--- begin ---
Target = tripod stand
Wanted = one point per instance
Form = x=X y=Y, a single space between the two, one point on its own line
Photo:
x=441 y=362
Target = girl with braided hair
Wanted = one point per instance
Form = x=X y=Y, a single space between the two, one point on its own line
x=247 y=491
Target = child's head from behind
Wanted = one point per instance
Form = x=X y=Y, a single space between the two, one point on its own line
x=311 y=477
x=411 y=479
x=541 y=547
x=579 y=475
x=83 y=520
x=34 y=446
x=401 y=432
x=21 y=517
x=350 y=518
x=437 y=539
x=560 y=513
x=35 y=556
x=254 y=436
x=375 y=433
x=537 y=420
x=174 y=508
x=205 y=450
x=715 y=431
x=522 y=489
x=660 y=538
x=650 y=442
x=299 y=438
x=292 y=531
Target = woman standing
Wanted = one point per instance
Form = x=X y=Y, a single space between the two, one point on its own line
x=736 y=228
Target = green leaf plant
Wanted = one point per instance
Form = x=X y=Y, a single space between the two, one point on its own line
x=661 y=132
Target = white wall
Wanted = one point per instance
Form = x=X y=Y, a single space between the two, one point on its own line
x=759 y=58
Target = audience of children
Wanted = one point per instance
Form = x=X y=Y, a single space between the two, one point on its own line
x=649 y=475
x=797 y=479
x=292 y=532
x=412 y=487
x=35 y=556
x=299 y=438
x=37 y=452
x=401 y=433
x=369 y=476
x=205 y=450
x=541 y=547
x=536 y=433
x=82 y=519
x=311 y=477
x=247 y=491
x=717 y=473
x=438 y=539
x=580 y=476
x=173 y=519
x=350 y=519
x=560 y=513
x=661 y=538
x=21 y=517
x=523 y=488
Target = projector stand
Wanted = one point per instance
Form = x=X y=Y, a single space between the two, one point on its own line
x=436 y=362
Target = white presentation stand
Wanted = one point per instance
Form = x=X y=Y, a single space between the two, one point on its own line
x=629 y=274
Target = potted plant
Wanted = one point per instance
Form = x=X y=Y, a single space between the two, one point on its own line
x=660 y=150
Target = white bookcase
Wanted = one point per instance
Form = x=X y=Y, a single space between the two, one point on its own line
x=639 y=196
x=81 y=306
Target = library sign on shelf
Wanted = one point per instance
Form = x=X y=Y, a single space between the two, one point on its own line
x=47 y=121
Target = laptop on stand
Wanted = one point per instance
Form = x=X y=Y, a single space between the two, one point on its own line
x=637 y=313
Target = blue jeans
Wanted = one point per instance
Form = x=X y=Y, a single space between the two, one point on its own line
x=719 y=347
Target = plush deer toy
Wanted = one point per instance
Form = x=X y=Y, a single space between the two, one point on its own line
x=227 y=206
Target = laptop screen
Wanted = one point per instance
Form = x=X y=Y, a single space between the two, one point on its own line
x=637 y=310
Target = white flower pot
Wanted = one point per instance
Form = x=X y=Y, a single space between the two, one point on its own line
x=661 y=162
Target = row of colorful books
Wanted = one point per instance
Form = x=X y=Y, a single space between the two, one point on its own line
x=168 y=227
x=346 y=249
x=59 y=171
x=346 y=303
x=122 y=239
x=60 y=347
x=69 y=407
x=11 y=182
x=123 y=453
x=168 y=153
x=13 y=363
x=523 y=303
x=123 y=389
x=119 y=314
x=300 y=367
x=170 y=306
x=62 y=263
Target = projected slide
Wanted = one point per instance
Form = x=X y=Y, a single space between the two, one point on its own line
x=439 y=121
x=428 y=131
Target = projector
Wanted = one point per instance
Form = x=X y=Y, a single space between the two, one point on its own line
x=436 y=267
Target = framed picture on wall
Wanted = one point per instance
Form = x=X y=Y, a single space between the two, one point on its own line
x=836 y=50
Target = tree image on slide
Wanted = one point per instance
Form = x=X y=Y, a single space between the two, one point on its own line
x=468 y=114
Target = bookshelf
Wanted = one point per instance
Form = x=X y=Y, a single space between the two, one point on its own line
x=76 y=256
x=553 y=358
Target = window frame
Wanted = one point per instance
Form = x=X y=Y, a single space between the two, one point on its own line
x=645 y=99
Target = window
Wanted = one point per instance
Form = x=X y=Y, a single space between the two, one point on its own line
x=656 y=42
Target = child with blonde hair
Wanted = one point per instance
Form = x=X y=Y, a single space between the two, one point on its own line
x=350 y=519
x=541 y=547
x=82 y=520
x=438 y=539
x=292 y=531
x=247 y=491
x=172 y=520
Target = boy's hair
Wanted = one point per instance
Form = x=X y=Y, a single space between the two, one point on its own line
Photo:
--- end ---
What you will do
Convert every line of the entries above into a Markdown table with the columns "Row" and "Line", where "Row" holds a running number. Leave out any blank lines.

Complete response
| Row | Line |
|---|---|
| 1 | Target = tripod stand |
| 2 | Wanted = one point per instance |
| 3 | Form = x=X y=Y, a single space between the two, one point on its own line |
| 4 | Photo: |
| 5 | x=441 y=362 |
| 6 | Target = girl with braided hair |
| 7 | Wanted = one point per instance |
| 8 | Form = x=X y=Y, a single space between the two, one point on its own line |
| 9 | x=247 y=491 |
| 10 | Target = child's head from behind |
| 11 | Wanted = one point per instance |
| 12 | Form = x=X y=Y, a single space between the two, one point on its own line |
| 13 | x=311 y=477 |
| 14 | x=411 y=479 |
| 15 | x=541 y=547 |
| 16 | x=579 y=475 |
| 17 | x=83 y=520 |
| 18 | x=34 y=446 |
| 19 | x=401 y=432 |
| 20 | x=21 y=517 |
| 21 | x=350 y=518 |
| 22 | x=437 y=539 |
| 23 | x=560 y=513 |
| 24 | x=35 y=556 |
| 25 | x=254 y=436 |
| 26 | x=375 y=433 |
| 27 | x=537 y=420 |
| 28 | x=174 y=508 |
| 29 | x=205 y=450 |
| 30 | x=715 y=431 |
| 31 | x=522 y=489 |
| 32 | x=660 y=538 |
| 33 | x=650 y=442 |
| 34 | x=299 y=438 |
| 35 | x=292 y=531 |
| 36 | Target = woman standing |
| 37 | Wanted = one point per instance |
| 38 | Form = x=X y=Y, a single space between the two, one point on its own line |
| 39 | x=736 y=228 |
| 40 | Target = green leaf plant |
| 41 | Wanted = one point per instance |
| 42 | Form = x=X y=Y, a single space between the two, one point on its own line |
| 43 | x=661 y=132 |
| 44 | Target = white wall |
| 45 | Wanted = one point per instance |
| 46 | Form = x=X y=Y, a single space between the two, one point on its own line |
| 47 | x=759 y=58 |
| 48 | Target = audience of children |
| 49 | Wanted = one point per instance |
| 50 | Form = x=X y=Y, a single space between the two, one point on its own line |
| 51 | x=649 y=475 |
| 52 | x=797 y=479 |
| 53 | x=292 y=532 |
| 54 | x=412 y=487 |
| 55 | x=35 y=556 |
| 56 | x=299 y=438 |
| 57 | x=37 y=452 |
| 58 | x=401 y=433 |
| 59 | x=369 y=476 |
| 60 | x=205 y=450 |
| 61 | x=541 y=547 |
| 62 | x=536 y=433 |
| 63 | x=82 y=519 |
| 64 | x=311 y=477 |
| 65 | x=247 y=491 |
| 66 | x=717 y=473 |
| 67 | x=438 y=539 |
| 68 | x=580 y=476 |
| 69 | x=173 y=519 |
| 70 | x=350 y=519 |
| 71 | x=560 y=513 |
| 72 | x=661 y=538 |
| 73 | x=21 y=517 |
| 74 | x=523 y=488 |
| 75 | Target = projector stand |
| 76 | Wanted = one point per instance |
| 77 | Form = x=X y=Y, a single space between the two, one point on its own line |
| 78 | x=436 y=362 |
| 79 | Target = white presentation stand |
| 80 | Wanted = one point per instance |
| 81 | Form = x=X y=Y, a single space between the two, one point on its own line |
| 82 | x=629 y=274 |
| 83 | Target = potted plant |
| 84 | Wanted = one point per instance |
| 85 | Form = x=X y=Y, a single space between the two, one point on its own line |
| 86 | x=660 y=150 |
| 87 | Target = white bookcase |
| 88 | Wanted = one point per instance |
| 89 | Form = x=X y=Y, a single space between the two, one point on its own line |
| 90 | x=639 y=196 |
| 91 | x=81 y=306 |
| 92 | Target = library sign on shelf |
| 93 | Wanted = one point per instance |
| 94 | Form = x=X y=Y, a single space between the two, one point on its own line |
| 95 | x=47 y=121 |
| 96 | Target = laptop on stand |
| 97 | Wanted = one point per instance |
| 98 | Form = x=X y=Y, a single space between the two, one point on its own line |
| 99 | x=637 y=313 |
| 100 | Target = blue jeans |
| 101 | Wanted = one point per instance |
| 102 | Form = x=X y=Y, a single space between the two, one point on its own line |
| 103 | x=719 y=347 |
| 104 | Target = plush deer toy |
| 105 | Wanted = one point per instance |
| 106 | Form = x=X y=Y, a single space between the two, one point on its own line |
| 107 | x=227 y=206 |
| 108 | Target = laptop screen |
| 109 | Wanted = one point per instance |
| 110 | Form = x=X y=Y, a single space between the two, one point on its own line |
| 111 | x=637 y=310 |
| 112 | Target = white flower pot |
| 113 | Wanted = one point per instance |
| 114 | Form = x=X y=Y, a single space between the two, one point on its own line |
| 115 | x=661 y=162 |
| 116 | Target = row of colorful books |
| 117 | Wanted = one point per instance |
| 118 | Form = x=X y=Y, a single space between the two, one point on its own line |
| 119 | x=168 y=227 |
| 120 | x=346 y=249 |
| 121 | x=59 y=171 |
| 122 | x=346 y=303 |
| 123 | x=122 y=239 |
| 124 | x=60 y=347 |
| 125 | x=69 y=407 |
| 126 | x=11 y=182 |
| 127 | x=123 y=453 |
| 128 | x=168 y=153 |
| 129 | x=13 y=363 |
| 130 | x=523 y=303 |
| 131 | x=123 y=389 |
| 132 | x=119 y=314 |
| 133 | x=300 y=367 |
| 134 | x=170 y=306 |
| 135 | x=62 y=263 |
| 136 | Target = projected slide |
| 137 | Wanted = one point per instance |
| 138 | Form = x=X y=Y, a single space between the two, one point on its own line |
| 139 | x=439 y=121 |
| 140 | x=428 y=131 |
| 141 | Target = projector |
| 142 | Wanted = one point per instance |
| 143 | Form = x=X y=Y, a single space between the two, one point on its own line |
| 144 | x=436 y=267 |
| 145 | Target = framed picture on wall |
| 146 | Wanted = one point per instance |
| 147 | Form = x=X y=Y, a single space between the two, one point on its own line |
| 148 | x=836 y=50 |
| 149 | Target = tree image on slide |
| 150 | Wanted = one point per instance |
| 151 | Form = x=X y=Y, a single space between the two, one point on its own line |
| 152 | x=468 y=114 |
| 153 | Target = bookshelf |
| 154 | Wanted = one point per instance |
| 155 | Form = x=X y=Y, a single space between the two, one point on its own line |
| 156 | x=76 y=256 |
| 157 | x=553 y=358 |
| 158 | Target = window frame |
| 159 | Wanted = one point per instance |
| 160 | Form = x=X y=Y, a single space between the two, one point on its own line |
| 161 | x=645 y=99 |
| 162 | Target = window |
| 163 | Wanted = one point per instance |
| 164 | Form = x=X y=Y, a single space between the two, one point on its own line |
| 165 | x=656 y=42 |
| 166 | Target = child with blonde hair |
| 167 | Wanted = one point per instance |
| 168 | Form = x=X y=Y, a single space between the two, one point on its own line |
| 169 | x=350 y=519 |
| 170 | x=541 y=547 |
| 171 | x=82 y=520 |
| 172 | x=438 y=539 |
| 173 | x=292 y=531 |
| 174 | x=247 y=491 |
| 175 | x=172 y=520 |
| 176 | Target = boy's hair |
| 177 | Wanted = one point per instance |
| 178 | Form = x=X y=Y, a single space between the two, one point on its own line |
| 179 | Photo: |